Testo fornito:

Il fastidioso problema del flusso di affari
Un altro fattore che ha inibito la crescita del mercato degli investimenti ad impatto sociale, riguarda il versante della domanda e, in particolare, l’assenza di potenziali soggetti su cui investire. In termini generali un simile apparente paradosso potrebbe trovare diverse linee interpretative. Senz’altro si devono considerare le inefficienze dei mercati di capitali sociali, storicamente frammentati, sconnessi tra loro e relativmente piccoli, dunque caratterizzati da significative distanze, non solo geografiche. Una altra possibile spiegazione riguarda il deficit di competenze che caratterizzerebbero i soggetti su cui potenzialmente investire. I soggetti coinvolti nelle attività a finalità sociale sarebbero caratterizzati da scarse conoscenze dei principi fondamentali della finanza; molti mancano di una chiara comprensione circa la differenza tra capitale operativo e di investimento, non sono in grado di identificare con precisione i propri bisogni finanziari; sono praticamente analfabeti per quanto concerne i diversi strumenti finanziari cui potrebbero ricorrere e non hanno alcuna consapevolezza su come assemblare risorse diverse in pacchetti di finanziamento gestibili. Le distanze tra i soggetti operanti nell’ambito delle attività a finalità sociale e questa mancanza di alfabetizzazione finanziaria di base consentirebbe un divario crescente tra le persone in cerca di capitali, che tendono a immaginare e costruire nella migliore delle ipotesi piccole operazioni, e i potenziali fornitori di risorse, che sono invece abituati ad operare su scale di grandezza decisamente diverse. Si tratta peraltro di un divario che gli addetti ai lavori per la costruzione dell’industria dell’impact investing avrebbero curiosamente trascurato di affrontare in modo coerente, a causa del loro zelo nel portare per primi i nuovi investitori al tavolo delle trattative.
Secondo Salamon, la spiegazione più convincente è che il mercato “alla base della piramide”, pur con tutte le sue promesse, è un mercato estremamente difficile in cui operare e, in particolare, con profitto nel rispetto di significativi obiettivi sociali (Prahalad 2004). Considerato quindi l’alto livello di difficoltà, appare più comprensibile il fatto che gli investitori ad impatto sociale abbiano cercato di evitare di essere i primi ad entrare a sostegno di promettenti business “alla base della piramide”. D’altra parte questo è il classico problema del free rider. Questo si verifica quando un individuo, che non ha pagato per ottenere una o più informazioni, sfrutta quelle di altri operatori, che le hanno ottenute sostenendo il relativo costo. Con altre parole si può dire che, in questa fase iniziale, nessun investitore sembra avere sufficienti ragioni per farsi carico dei costi e dei rischi relativi all’ingresso nel mercato alla base della piramide, perché una volta che la bontà dell’operazione sarà dimostrata e soprattutto saranno disponibili le informazioni necessarie a ponderare i rischi e i ritorni dell’investimento, numerosi competitors entreranno a loro volta nel mercato per trarre profitti senza aver tuttavia dovuto condividerne gli iniziali costi (e rischi). Il risultato è il c.d. “pioneer gap”, ossia l’assenza di finanziamenti utili per sostenere la fase critica di start-up delle imprese sociali promettenti e la conseguente mancanza di operazioni di investimento sufficienti per assorbire l’offerta repressa di capitali sociali.

Record forniti:
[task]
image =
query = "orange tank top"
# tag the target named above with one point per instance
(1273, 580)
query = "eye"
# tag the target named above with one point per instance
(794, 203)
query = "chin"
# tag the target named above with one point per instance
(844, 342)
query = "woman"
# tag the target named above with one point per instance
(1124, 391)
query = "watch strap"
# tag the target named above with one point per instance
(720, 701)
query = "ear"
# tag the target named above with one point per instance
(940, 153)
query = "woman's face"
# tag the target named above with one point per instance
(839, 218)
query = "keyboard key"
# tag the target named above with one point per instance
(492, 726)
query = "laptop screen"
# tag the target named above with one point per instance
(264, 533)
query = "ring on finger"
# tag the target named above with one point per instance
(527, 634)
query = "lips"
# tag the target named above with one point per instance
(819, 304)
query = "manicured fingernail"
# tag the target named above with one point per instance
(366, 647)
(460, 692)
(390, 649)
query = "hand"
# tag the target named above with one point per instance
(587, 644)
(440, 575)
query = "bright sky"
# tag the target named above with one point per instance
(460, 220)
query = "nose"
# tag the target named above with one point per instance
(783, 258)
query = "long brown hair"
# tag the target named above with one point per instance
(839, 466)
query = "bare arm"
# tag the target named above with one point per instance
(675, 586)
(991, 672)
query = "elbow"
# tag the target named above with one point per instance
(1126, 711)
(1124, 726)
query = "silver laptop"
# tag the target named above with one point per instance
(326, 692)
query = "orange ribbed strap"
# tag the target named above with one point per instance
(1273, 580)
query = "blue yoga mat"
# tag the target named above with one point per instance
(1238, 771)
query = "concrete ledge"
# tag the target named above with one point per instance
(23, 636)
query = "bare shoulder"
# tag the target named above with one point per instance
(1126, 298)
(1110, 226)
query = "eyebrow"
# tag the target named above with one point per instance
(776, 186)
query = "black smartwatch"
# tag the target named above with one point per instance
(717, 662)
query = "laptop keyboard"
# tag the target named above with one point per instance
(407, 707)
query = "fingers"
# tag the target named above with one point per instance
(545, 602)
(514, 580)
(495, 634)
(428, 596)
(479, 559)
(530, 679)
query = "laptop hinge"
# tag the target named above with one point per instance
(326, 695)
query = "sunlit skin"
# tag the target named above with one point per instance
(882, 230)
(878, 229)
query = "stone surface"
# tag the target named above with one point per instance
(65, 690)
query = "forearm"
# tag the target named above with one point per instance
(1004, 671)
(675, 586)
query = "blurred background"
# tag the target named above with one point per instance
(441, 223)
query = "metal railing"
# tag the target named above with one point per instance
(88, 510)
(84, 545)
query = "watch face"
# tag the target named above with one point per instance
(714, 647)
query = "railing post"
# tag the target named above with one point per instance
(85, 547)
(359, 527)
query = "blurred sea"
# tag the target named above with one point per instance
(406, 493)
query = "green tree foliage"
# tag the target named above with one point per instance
* * *
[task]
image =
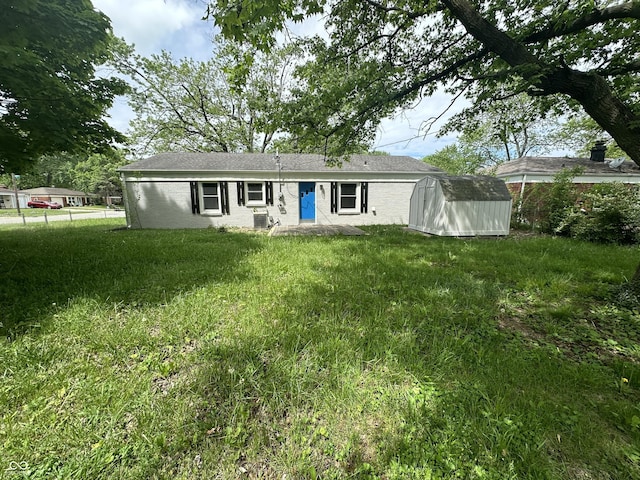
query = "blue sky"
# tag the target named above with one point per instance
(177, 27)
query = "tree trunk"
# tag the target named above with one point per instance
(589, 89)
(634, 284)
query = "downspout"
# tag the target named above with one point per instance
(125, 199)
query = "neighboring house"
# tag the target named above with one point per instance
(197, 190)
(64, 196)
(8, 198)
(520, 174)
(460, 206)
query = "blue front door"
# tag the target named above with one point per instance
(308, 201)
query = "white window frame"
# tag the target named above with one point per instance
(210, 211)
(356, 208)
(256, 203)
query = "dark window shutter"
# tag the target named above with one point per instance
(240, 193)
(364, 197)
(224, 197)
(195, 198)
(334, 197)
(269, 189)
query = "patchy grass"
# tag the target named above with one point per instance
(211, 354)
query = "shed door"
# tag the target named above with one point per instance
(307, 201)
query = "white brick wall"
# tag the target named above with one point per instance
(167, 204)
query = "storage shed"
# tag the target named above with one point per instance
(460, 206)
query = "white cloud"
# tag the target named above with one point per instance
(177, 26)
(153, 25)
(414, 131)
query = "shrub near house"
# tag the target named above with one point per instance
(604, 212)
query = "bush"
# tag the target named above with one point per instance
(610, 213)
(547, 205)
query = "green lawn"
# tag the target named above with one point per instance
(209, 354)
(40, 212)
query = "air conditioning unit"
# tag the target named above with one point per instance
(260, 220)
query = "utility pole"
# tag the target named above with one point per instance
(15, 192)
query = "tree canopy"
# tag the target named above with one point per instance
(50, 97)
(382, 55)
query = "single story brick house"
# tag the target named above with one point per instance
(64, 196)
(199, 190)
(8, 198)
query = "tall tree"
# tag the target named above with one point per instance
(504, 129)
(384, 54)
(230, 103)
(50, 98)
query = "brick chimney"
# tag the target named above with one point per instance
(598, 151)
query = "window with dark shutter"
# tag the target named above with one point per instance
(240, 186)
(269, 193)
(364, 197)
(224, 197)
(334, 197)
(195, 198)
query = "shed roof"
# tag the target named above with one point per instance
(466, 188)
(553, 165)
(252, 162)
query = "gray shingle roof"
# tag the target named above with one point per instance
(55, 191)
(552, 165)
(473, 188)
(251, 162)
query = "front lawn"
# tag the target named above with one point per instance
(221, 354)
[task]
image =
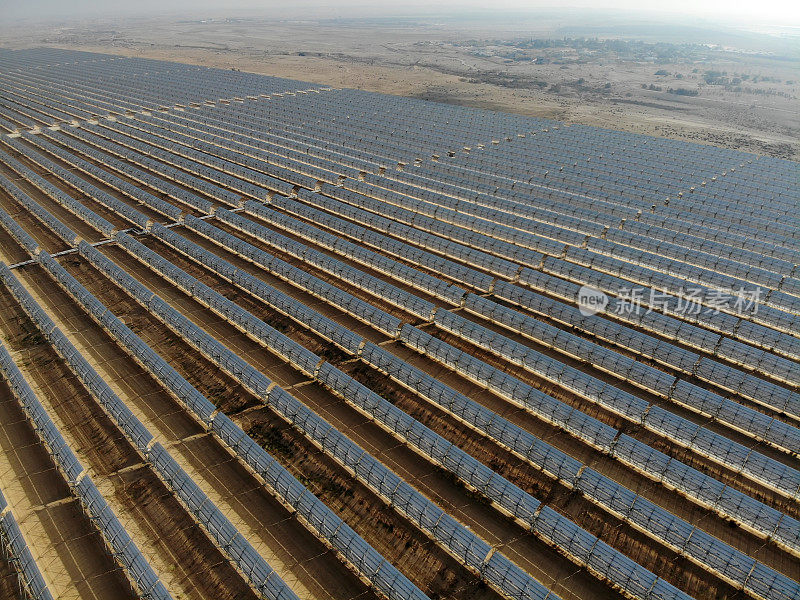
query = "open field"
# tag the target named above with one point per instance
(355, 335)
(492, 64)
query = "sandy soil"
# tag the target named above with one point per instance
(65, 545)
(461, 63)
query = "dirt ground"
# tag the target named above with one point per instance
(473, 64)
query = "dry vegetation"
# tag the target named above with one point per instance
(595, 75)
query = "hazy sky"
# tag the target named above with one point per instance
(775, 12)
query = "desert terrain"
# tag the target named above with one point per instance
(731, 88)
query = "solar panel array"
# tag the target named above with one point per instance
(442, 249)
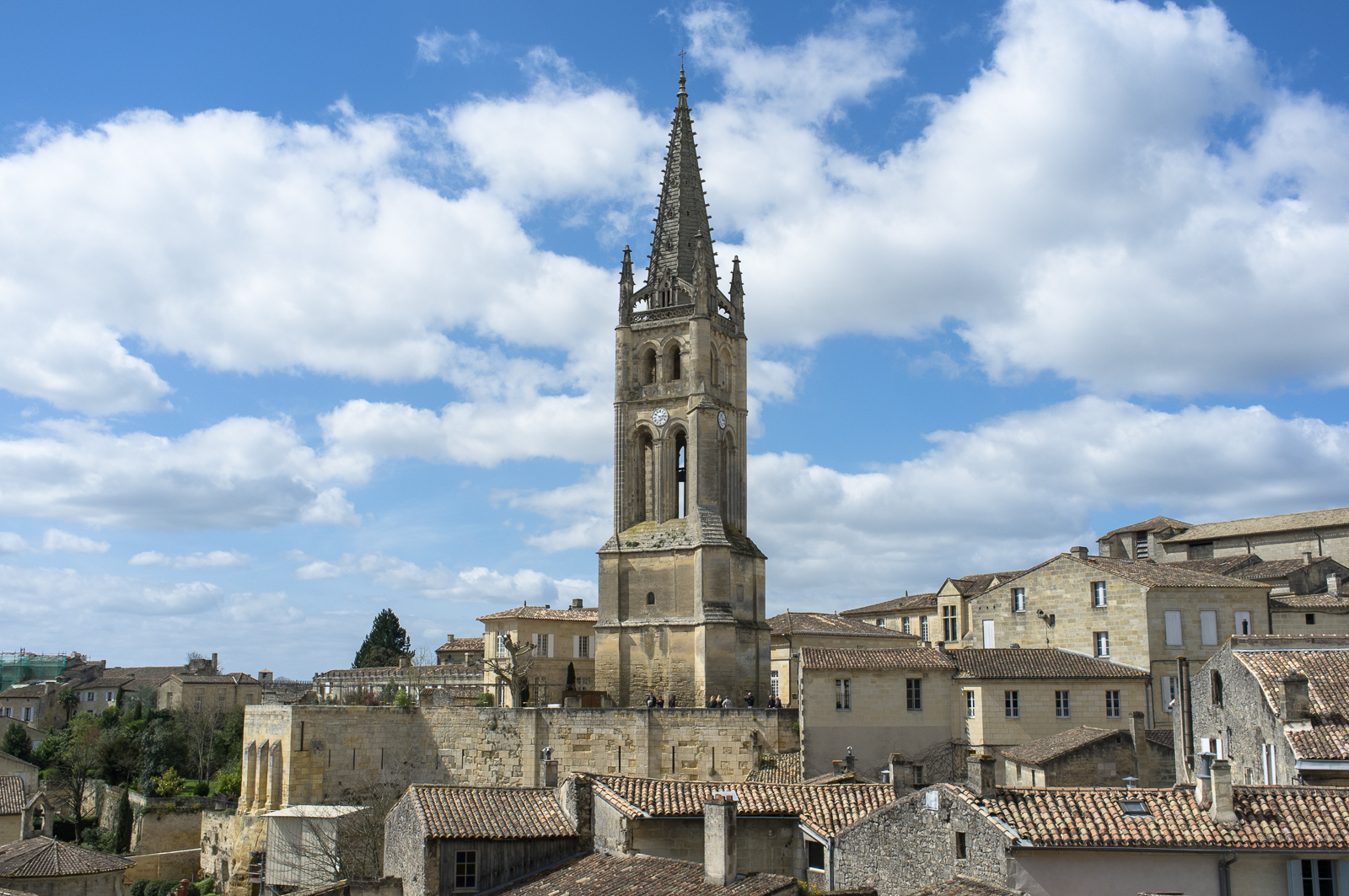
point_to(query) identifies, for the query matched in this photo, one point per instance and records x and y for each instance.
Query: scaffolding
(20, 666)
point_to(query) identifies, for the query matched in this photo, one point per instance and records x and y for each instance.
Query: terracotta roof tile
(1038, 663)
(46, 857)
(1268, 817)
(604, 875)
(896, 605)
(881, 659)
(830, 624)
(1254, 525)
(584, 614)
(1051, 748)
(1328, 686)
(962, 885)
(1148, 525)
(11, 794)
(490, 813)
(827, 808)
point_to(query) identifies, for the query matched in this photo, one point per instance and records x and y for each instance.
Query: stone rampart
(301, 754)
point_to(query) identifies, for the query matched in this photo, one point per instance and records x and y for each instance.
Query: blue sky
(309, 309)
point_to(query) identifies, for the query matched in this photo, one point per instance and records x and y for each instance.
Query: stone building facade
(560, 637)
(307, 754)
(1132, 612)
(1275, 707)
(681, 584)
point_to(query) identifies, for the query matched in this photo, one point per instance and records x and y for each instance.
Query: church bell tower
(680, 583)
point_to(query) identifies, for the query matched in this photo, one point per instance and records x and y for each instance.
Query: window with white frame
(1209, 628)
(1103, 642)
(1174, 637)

Consegna dell'esercizio: Prosegui il testo sul flusso di affari negli investimenti ad impatto sociale, scrivendo il seguito che viene dopo la frase finale, chiusa dalle parole «offerta repressa di capitali sociali».

Soluzione del compito:
Possibili soluzioni a questo genere di market failure sono evidentemente da ricercarsi all’esterno del mercato. In questo caso un intervento pubblico potrebbe svolgere un ruolo fondamentale. Tuttavia, considerati i rischi politici connessi alla scelta di tecnologie o modelli di business vincenti, la responsabilità di superare questa imperfezione del mercato potrebbe più propriamente appartenere a quelle istituzioni che in altra sede sono state identificate come “foundations as philanthropic banks”, ossia quelle fondazioni determinate a sfruttare i propri patrimoni e le proprie capacità erogative come leva finanziaria per la raccolta di ulteriori risorse, al fine di ottenere il massimo impatto possibile sulle cause che hanno scelto di sostenere (filantropia imprenditoriale). Tale sostegno potrebbe nel caso di specie assumere la forma di sovvenzioni, esattamente come potrebbe configurarsi quale prestito a basso o nullo tasso di interesse o, anche eventualmente, quale investimento di quasi-equity.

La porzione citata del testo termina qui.